Supplied information: Begin

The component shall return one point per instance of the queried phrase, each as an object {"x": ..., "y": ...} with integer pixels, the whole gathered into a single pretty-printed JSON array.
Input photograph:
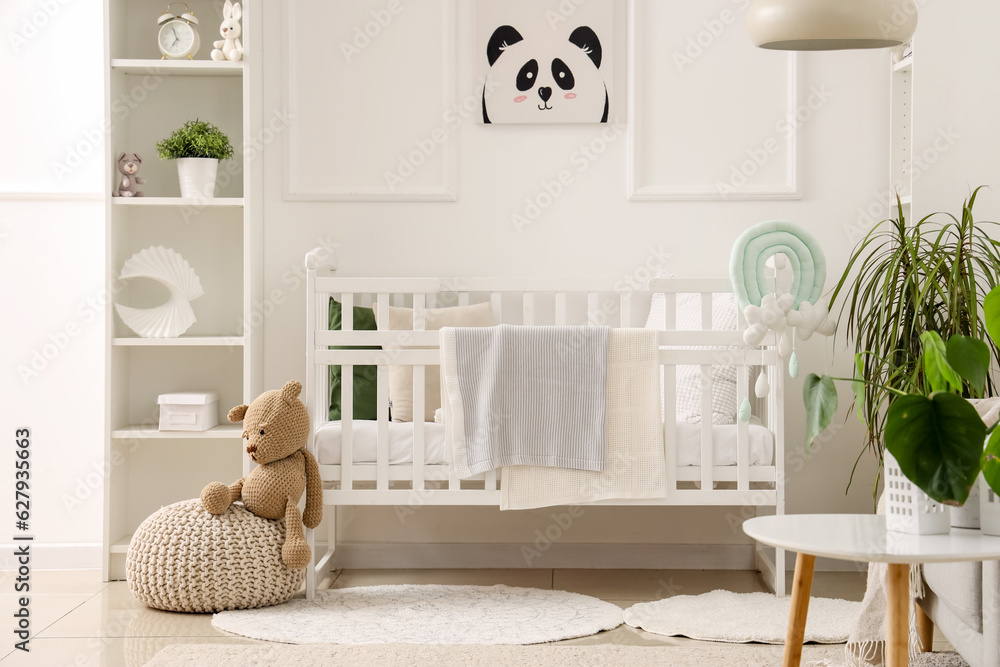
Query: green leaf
[
  {"x": 938, "y": 442},
  {"x": 991, "y": 461},
  {"x": 939, "y": 373},
  {"x": 820, "y": 397},
  {"x": 991, "y": 312},
  {"x": 858, "y": 385},
  {"x": 970, "y": 357}
]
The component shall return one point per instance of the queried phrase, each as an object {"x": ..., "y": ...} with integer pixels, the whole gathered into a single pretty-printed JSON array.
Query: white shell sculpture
[{"x": 173, "y": 317}]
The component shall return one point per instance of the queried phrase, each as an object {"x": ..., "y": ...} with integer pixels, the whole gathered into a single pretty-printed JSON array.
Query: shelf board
[
  {"x": 234, "y": 202},
  {"x": 121, "y": 546},
  {"x": 177, "y": 67},
  {"x": 182, "y": 341},
  {"x": 139, "y": 432}
]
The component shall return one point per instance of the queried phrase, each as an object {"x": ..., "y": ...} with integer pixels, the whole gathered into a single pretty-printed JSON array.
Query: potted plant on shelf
[
  {"x": 197, "y": 146},
  {"x": 904, "y": 279}
]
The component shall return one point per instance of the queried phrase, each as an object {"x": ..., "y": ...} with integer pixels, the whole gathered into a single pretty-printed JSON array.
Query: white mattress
[{"x": 365, "y": 434}]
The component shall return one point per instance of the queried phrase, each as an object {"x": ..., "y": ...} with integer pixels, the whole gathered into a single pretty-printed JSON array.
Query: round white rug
[
  {"x": 741, "y": 618},
  {"x": 426, "y": 615}
]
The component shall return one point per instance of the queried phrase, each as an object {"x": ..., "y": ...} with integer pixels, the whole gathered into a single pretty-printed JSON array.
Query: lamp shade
[{"x": 831, "y": 25}]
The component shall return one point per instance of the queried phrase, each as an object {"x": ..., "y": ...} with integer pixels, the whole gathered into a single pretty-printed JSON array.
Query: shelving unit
[
  {"x": 217, "y": 202},
  {"x": 146, "y": 99},
  {"x": 901, "y": 134}
]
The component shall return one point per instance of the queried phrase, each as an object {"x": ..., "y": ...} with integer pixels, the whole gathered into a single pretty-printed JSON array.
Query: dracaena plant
[
  {"x": 935, "y": 434},
  {"x": 904, "y": 279}
]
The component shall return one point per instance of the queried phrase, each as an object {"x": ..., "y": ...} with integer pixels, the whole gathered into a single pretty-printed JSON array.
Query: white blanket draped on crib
[{"x": 634, "y": 463}]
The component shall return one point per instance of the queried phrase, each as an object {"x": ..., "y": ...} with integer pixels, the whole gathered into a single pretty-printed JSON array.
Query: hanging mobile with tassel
[
  {"x": 793, "y": 362},
  {"x": 745, "y": 409}
]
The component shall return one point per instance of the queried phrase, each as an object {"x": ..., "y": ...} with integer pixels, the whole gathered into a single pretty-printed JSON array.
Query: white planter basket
[
  {"x": 197, "y": 177},
  {"x": 907, "y": 508},
  {"x": 989, "y": 509},
  {"x": 967, "y": 516}
]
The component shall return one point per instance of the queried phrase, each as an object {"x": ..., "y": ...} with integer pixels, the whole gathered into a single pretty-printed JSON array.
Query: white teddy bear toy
[{"x": 230, "y": 47}]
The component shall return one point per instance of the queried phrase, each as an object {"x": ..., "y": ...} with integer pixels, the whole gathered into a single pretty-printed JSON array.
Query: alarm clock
[{"x": 178, "y": 35}]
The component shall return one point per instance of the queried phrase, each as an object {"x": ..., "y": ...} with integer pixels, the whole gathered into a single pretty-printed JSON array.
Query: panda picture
[{"x": 544, "y": 72}]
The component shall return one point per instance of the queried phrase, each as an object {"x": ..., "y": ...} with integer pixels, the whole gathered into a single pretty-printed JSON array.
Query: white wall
[
  {"x": 956, "y": 132},
  {"x": 51, "y": 267},
  {"x": 592, "y": 229}
]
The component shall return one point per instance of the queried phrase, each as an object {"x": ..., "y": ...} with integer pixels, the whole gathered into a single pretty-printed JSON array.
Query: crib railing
[
  {"x": 529, "y": 301},
  {"x": 566, "y": 303}
]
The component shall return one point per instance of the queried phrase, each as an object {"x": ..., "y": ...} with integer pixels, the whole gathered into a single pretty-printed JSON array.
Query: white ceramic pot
[
  {"x": 197, "y": 177},
  {"x": 967, "y": 516},
  {"x": 907, "y": 508},
  {"x": 989, "y": 504}
]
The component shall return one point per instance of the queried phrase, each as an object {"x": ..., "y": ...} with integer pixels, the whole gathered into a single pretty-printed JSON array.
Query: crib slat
[
  {"x": 382, "y": 312},
  {"x": 382, "y": 443},
  {"x": 496, "y": 301},
  {"x": 742, "y": 432},
  {"x": 347, "y": 429},
  {"x": 419, "y": 399},
  {"x": 669, "y": 419},
  {"x": 346, "y": 312},
  {"x": 706, "y": 312},
  {"x": 669, "y": 389},
  {"x": 419, "y": 403},
  {"x": 707, "y": 446}
]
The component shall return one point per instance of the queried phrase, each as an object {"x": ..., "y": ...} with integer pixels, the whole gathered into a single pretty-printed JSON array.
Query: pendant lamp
[{"x": 831, "y": 25}]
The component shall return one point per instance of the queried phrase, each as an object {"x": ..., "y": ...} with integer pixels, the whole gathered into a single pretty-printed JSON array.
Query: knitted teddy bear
[
  {"x": 128, "y": 165},
  {"x": 276, "y": 431}
]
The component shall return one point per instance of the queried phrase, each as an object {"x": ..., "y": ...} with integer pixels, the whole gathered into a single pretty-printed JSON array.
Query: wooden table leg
[
  {"x": 801, "y": 587},
  {"x": 897, "y": 643},
  {"x": 925, "y": 629}
]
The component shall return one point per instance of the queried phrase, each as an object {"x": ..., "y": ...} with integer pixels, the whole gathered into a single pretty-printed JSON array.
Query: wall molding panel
[
  {"x": 310, "y": 83},
  {"x": 700, "y": 49}
]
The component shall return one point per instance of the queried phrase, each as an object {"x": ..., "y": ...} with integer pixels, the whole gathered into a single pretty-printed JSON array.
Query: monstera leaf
[
  {"x": 938, "y": 372},
  {"x": 970, "y": 357},
  {"x": 938, "y": 442}
]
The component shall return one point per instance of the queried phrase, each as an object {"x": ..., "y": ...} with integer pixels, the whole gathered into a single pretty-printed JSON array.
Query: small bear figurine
[
  {"x": 128, "y": 165},
  {"x": 229, "y": 48},
  {"x": 276, "y": 430}
]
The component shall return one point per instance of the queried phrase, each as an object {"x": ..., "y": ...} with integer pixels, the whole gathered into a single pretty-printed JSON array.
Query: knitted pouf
[{"x": 184, "y": 559}]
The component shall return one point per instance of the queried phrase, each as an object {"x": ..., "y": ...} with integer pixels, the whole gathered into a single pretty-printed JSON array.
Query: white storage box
[
  {"x": 189, "y": 411},
  {"x": 907, "y": 508}
]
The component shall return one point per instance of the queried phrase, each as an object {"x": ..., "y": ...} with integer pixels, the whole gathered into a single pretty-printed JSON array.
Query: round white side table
[{"x": 863, "y": 538}]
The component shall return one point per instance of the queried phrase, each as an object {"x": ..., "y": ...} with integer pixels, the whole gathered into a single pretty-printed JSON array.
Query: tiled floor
[{"x": 79, "y": 620}]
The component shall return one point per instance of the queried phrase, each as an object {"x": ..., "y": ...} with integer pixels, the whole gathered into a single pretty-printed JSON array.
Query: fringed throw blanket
[
  {"x": 866, "y": 644},
  {"x": 635, "y": 464},
  {"x": 516, "y": 395}
]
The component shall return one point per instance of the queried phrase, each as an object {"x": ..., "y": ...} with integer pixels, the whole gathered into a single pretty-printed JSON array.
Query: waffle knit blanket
[
  {"x": 517, "y": 395},
  {"x": 635, "y": 465}
]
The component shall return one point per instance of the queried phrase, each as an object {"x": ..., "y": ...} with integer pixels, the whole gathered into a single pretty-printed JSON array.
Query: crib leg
[
  {"x": 311, "y": 567},
  {"x": 779, "y": 572}
]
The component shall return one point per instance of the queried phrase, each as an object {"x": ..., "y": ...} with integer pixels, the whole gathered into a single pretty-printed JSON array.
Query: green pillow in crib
[{"x": 365, "y": 393}]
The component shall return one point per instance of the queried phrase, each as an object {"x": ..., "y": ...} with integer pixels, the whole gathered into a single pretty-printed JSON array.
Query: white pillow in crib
[
  {"x": 724, "y": 317},
  {"x": 401, "y": 377}
]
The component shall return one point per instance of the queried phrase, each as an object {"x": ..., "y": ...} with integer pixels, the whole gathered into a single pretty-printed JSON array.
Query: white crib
[{"x": 528, "y": 301}]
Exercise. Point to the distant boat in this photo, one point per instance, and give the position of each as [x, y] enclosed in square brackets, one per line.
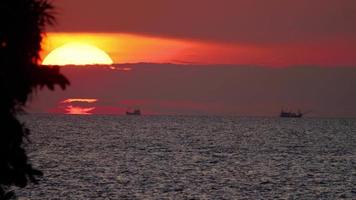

Supplied information: End

■ About this task
Your answer must be an exact copy of the lines from the line with "Query: green pillow in crib" to the final line of the data, both ends included, and no pictures.

■ Response below
Query: green pillow in crib
[{"x": 365, "y": 393}]
The component shall return one point per instance of the queried phrase, each as an object {"x": ..., "y": ...} with integer pixels, the whole gathered into a single pretty-printed JSON array.
Query: white pillow in crib
[
  {"x": 724, "y": 317},
  {"x": 401, "y": 377}
]
The component shall return one point per instance of the queried phrase, each as an object {"x": ..., "y": ...} with integer pixels, the whole gathered into a single pretty-printed JSON array.
Query: white crib
[{"x": 528, "y": 301}]
Exercise. Point to the distant boat in this photo, one point per instance, and give the position of each as [x, y] enclosed in square brackets, one per line.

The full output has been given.